### Yapılacaklar
[a] Yargıtay kararındaki "Abaküs Yazılım" ile başlayıp "olarak geçerliliği yoktur.)" ile biten kısmı kelimesi kelimesine aktarın.
[b] Yargıtay kararını, son cümlesinden sonra gelecek şekilde sürdürün.

### Sayfa Alıntısı
►

Abaküs Yazılım
14. Ceza Dairesi
Esas No: 2018/1842
Karar No: 2018/5546

Beden veya ruh sağlığını bozacak şekilde çocuğun nitelikli cinsel istismarı - Yargıtay 14. Ceza Dairesi 2018/1842 Esas 2018/5546 Karar Sayılı İlamı

Özet: (Bu özet Yapay Zeka tarafından yazılmıştır. Hukuki olarak geçerliliği yoktur.)


Ağır Ceza Mahkemesi tarafından verilen 2018/1842 E., 2018/5546 K. numaralı kararda sanık, çocuğun nitelikli cinsel istismar suçundan mahkum edilmiştir. Dosyada yer alan deliller, duruşma ve tarafların savunmaları dikkate alınarak hükmün onanmasına karar verilmiştir. Ancak sanık hakkında TCK 103/6. maddesinin uygulanıp uygulanmayacağına yönelik görüş ayrılığı yaşanmıştır. Mahkeme çoğunluğu, ATK raporlarına rağmen sanığın eyleminin mağdurenin ruh sağlığına zarar verip vermediğinin tartışmalı olduğunu belirterek TCK 103/6. maddesinin uygulanamayacağı yönünde karar vermiştir. Ancak azınlık görüşüne göre sanığın eylemi sonucunda mağdurenin ruh sağlığı zarar görmüştür ve TCK 103/6. maddesi uygulanmalıdır.

◄

### Kayıtlı Veriler
►

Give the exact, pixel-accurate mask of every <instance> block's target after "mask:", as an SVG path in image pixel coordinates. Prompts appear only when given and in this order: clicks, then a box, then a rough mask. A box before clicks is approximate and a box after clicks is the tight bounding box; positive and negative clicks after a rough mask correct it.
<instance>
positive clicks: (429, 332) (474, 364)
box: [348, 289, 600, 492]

◄

### Problemlerin Cevapları
[a]
Abaküs Yazılım
14. Ceza Dairesi
Esas No: 2018/1842
Karar No: 2018/5546

Beden veya ruh sağlığını bozacak şekilde çocuğun nitelikli cinsel istismarı - Yargıtay 14. Ceza Dairesi 2018/1842 Esas 2018/5546 Karar Sayılı İlamı

Özet: (Bu özet Yapay Zeka tarafından yazılmıştır. Hukuki olarak geçerliliği yoktur.)

[b]
Kanun Maddeleri:
- 5237 sayılı Türk Ceza Kanunu'nun 103/6. maddesi (Beden veya ruh sağlığını bozacak şekilde çocuğun nitelikli cinsel istismarı)
14. Ceza Dairesi         2018/1842 E.  ,  2018/5546 K.

    "İçtihat Metni"

    MAHKEMESİ :Ağır Ceza Mahkemesi
    SUÇ : Beden veya ruh sağlığını bozacak şekilde çocuğun nitelikli cinsel istismarı
    HÜKÜM : Mahkumiyet

    İlk derece mahkemesince bozma üzerine verilen hüküm temyiz edilmekle dosya incelenerek gereği düşünüldü:
    Delillerle iddia ve savunma; duruşma göz önünde tutularak tahlil ve takdir edilmiş, sübutu kabul olunan fiilin unsurlarına uygun şekilde tavsif ve tatbikatı yapılmış bulunduğundan, sanık ile müdafiin yerinde görülmeyen temyiz itirazlarının reddiyle hükmün ONANMASINA, 27.09.2018 tarihinde üyeler ... ile ..."nun sanık hakkında kurulan hükümde 5237 sayılı TCK"nın 103/6. maddesinin uygulanmaması gerektiğine ilişkin karşı oyları ve oyçokluğuyla karar verildi.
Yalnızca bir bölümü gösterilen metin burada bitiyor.